**Texte à lire**
Auteur : Claire Rösler-Le Van

Wenchao LI, Hartmut RUDOLPH (éd.), Leibniz im Lichte der Theologien, Stuttgart, Franz Steiner Verlag, Studia Leibnitiana – Supplementa 40, 2017, 345 p.

La fameuse déclaration « Je commence en philosophe, mais je finis en théologien » (LH IV, 1, 4k, Bl. 39 [1714 ?]) pourrait faire croire que l’accès de Leibniz à la théologie serait tardif et résulterait de son parcours philosophique préalable. Or, en réalité, dès ses jeunes années, Leibniz s’est préoccupé de problématiques à la fois philosophiques et théologiques, ainsi que cet ouvrage s’emploie à le montrer à partir d’analyses variées mais complémentaires. Loin d’être un aspect anecdotique ou circonstanciel de sa pensée et de son œuvre, les approches théologiques de Leibniz sont aussi riches et solides en ce qui concerne la théologie naturelle (la métaphysique) que la théologie révélée (l’étude des mystères). Également reliées aux efforts de rapprochement des Églises menés tout au long de sa vie, les thèses du théologien Leibniz méritaient donc de devenir un objet de recherche à part entière.

Cet ouvrage contient seize exposés présentés lors d’un colloque international à Hanovre en 2013, rédigés en allemand (10), en anglais (5) et en français (1). Dans sa préface (p. 7-8), Wenchao Li, actuel directeur de la Leibniz-Editionsstelle à Potsdam, en charge des écrits politiques (Politische Schriften, A IV) dans l’édition académique des œuvres complètes de Leibniz, souligne qu’outre certains passages de sa correspondance ainsi que certains écrits connus depuis longtemps consacrés à la théologie, il est désormais possible d’accéder à de nombreux autres textes proprement théologiques concernant des problèmes d’herméneutique, d’exégèse, de liturgie, etc., qu’il convient d’examiner, afin de voir si Leibniz n’était qu’un philosophe intéressé par la théologie, ou bien s’il était à la fois et tout autant, philosophe et théologien au sens étroit du terme, ainsi que l’affirmait Fontenelle dans l’éloge funèbre du savant universel.

L’initiative de ce colloque revient à Hartmut Rudolph, prédécesseur de Wenchao Li à la direction de la Leibniz-Editionsstelle à Potsdam jusqu’en 2007. Dans son introduction (p. 9-18), Hartmut Rudolph met en lumière le lien étroit entre théologie naturelle et théologie révélée : les mystères de la foi chrétienne, qui dépassent la compréhension humaine, ne sauraient entrer en contradiction avec la raison ou avec la sagesse divine. Expert en théologie des controverses, Leibniz aborde également les mystères révélés dans le contexte de ses visées d’union des Églises. Hartmut Rudolph résume ensuite brillamment chacune des seize contributions de ce volume consacrées à divers thèmes de théologie positive, ce qui permet entre autres d’observer la permanence des préoccupations iréniques et la cohérence, postulée par Leibniz, entre la théologie naturelle et la théologie révélée.

**Données utilisées**
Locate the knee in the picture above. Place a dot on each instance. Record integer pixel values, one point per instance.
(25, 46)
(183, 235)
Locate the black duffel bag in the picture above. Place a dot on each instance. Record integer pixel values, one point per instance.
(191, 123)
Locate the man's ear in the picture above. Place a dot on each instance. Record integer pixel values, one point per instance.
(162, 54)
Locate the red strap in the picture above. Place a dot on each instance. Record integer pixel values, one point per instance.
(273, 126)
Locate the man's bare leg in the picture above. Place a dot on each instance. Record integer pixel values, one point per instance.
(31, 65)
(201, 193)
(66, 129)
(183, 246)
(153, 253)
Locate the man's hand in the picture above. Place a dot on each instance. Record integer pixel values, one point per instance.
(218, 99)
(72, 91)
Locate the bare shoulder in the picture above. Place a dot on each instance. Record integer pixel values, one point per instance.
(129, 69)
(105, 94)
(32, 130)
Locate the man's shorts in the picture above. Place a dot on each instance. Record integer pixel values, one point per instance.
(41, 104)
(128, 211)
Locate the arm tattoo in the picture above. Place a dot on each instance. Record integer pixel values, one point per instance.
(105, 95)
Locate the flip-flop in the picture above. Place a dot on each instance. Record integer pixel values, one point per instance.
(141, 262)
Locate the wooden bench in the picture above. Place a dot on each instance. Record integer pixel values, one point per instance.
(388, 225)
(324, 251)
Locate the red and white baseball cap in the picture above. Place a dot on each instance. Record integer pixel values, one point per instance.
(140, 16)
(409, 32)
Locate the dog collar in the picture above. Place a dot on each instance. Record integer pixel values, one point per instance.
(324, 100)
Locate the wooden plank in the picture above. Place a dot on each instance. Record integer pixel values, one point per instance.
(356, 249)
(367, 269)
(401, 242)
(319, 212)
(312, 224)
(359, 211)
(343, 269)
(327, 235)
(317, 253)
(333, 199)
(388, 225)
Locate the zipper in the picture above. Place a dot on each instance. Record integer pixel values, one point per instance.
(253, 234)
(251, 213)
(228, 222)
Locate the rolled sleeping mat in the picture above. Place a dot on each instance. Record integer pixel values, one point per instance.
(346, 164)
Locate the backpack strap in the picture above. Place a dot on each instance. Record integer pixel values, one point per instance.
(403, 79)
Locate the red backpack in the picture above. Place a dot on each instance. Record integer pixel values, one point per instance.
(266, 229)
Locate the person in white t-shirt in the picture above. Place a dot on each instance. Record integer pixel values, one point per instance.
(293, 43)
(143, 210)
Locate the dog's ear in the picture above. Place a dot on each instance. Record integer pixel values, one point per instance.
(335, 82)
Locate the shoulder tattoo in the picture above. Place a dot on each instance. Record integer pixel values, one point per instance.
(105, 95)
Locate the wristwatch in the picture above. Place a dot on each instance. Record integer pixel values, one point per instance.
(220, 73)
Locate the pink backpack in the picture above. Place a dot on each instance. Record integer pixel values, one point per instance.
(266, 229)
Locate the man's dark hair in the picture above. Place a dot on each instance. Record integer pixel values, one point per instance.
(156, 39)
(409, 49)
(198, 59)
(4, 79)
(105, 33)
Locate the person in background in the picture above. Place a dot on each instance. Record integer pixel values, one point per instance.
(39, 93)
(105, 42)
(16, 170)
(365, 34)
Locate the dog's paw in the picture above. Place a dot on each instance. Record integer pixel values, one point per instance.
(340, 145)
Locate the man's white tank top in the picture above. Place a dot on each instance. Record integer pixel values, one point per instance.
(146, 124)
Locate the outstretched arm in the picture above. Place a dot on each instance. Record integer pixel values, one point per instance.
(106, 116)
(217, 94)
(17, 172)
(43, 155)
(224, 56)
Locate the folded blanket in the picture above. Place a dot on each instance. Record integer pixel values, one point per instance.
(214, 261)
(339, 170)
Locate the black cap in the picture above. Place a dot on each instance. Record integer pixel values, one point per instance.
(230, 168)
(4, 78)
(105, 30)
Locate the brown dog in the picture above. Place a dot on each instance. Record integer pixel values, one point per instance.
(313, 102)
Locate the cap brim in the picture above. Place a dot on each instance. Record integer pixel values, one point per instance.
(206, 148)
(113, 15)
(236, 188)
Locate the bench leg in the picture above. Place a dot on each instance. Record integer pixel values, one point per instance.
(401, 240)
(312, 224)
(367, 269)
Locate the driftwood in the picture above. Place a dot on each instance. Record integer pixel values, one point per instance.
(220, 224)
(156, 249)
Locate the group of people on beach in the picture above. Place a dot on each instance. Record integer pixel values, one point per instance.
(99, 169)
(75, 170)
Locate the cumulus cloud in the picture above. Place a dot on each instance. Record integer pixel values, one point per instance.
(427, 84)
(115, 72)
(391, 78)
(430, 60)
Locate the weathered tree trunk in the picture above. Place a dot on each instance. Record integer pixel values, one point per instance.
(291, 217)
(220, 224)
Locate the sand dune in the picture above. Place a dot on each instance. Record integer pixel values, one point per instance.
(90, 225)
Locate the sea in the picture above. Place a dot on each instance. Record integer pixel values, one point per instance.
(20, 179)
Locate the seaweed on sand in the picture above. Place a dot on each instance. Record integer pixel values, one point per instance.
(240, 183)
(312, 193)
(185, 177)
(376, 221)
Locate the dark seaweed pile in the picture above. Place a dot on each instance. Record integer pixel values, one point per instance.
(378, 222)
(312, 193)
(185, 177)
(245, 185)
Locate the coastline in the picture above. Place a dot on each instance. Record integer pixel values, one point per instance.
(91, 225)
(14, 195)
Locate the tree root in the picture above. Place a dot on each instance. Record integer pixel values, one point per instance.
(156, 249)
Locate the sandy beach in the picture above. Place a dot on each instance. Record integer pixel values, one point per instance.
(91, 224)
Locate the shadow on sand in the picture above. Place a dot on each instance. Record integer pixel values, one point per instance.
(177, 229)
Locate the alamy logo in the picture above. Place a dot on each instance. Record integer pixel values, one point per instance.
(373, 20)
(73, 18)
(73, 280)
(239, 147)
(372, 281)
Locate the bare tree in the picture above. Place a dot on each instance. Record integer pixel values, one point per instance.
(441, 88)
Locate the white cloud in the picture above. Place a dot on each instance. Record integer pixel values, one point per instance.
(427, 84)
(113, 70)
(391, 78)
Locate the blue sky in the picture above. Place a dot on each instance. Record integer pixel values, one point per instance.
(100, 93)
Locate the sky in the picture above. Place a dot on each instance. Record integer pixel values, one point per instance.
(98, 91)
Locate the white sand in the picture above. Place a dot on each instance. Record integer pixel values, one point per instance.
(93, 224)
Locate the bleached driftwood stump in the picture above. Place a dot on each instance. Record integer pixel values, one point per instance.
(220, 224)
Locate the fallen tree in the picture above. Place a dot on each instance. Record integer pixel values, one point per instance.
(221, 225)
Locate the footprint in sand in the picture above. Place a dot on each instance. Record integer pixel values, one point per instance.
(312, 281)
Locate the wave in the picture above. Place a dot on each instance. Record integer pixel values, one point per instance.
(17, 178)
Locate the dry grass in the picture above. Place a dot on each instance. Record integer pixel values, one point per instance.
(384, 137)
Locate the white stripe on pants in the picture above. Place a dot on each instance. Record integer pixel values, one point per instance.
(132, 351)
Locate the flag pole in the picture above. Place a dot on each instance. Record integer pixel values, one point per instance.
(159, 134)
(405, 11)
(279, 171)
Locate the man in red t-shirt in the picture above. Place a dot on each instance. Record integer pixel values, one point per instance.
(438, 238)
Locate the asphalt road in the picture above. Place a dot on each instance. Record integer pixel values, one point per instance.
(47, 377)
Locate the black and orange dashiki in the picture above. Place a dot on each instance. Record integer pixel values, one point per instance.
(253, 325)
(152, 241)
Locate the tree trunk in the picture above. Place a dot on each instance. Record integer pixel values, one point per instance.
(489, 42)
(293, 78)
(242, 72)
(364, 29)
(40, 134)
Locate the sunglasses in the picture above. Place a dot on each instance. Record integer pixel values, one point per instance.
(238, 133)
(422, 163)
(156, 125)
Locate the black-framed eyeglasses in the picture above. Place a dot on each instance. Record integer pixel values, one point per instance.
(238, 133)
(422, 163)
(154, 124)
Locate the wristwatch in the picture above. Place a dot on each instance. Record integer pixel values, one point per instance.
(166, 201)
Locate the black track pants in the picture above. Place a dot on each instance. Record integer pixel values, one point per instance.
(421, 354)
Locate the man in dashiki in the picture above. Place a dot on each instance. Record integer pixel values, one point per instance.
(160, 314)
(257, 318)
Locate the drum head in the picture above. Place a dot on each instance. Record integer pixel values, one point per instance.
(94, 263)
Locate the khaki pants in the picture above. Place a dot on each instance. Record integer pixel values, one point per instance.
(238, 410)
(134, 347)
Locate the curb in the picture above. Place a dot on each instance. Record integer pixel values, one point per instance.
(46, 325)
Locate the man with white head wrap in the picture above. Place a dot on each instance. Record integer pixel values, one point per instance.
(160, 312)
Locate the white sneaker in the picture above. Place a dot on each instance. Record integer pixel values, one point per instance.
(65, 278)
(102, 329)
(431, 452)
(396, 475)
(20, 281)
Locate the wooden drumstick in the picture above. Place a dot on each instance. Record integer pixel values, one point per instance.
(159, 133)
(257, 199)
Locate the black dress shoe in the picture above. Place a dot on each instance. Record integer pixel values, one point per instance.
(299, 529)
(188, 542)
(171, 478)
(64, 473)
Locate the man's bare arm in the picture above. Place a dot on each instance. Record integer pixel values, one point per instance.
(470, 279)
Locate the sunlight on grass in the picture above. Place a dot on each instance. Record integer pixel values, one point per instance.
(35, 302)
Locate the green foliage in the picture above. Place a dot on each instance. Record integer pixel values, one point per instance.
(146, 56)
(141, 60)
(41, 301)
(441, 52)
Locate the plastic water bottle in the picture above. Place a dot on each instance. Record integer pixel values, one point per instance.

**Travail à réaliser**
[1] Reproduisez fidèlement le passage du compte rendu sur Leibniz situé entre « L’initiative de ce » et « la théologie révélée. », bornes incluses.
[2] Présentez sous forme de liste numérotée les lignes des données qui vont de celle contenant « Locate the sunlight » jusqu'à la dernière, toutes deux incluses, sans les lignes vides.

**Résultats successifs**
[1]
L’initiative de ce colloque revient à Hartmut Rudolph, prédécesseur de Wenchao Li à la direction de la Leibniz-Editionsstelle à Potsdam jusqu’en 2007. Dans son introduction (p. 9-18), Hartmut Rudolph met en lumière le lien étroit entre théologie naturelle et théologie révélée : les mystères de la foi chrétienne, qui dépassent la compréhension humaine, ne sauraient entrer en contradiction avec la raison ou avec la sagesse divine. Expert en théologie des controverses, Leibniz aborde également les mystères révélés dans le contexte de ses visées d’union des Églises. Hartmut Rudolph résume ensuite brillamment chacune des seize contributions de ce volume consacrées à divers thèmes de théologie positive, ce qui permet entre autres d’observer la permanence des préoccupations iréniques et la cohérence, postulée par Leibniz, entre la théologie naturelle et la théologie révélée.

[2]
1. Locate the sunlight on grass in the picture above. Place a dot on each instance. Record integer pixel values, one point per instance.
2. (35, 302)
3. Locate the green foliage in the picture above. Place a dot on each instance. Record integer pixel values, one point per instance.
4. (146, 56)
5. (141, 60)
6. (41, 301)
7. (441, 52)
8. Locate the plastic water bottle in the picture above. Place a dot on each instance. Record integer pixel values, one point per instance.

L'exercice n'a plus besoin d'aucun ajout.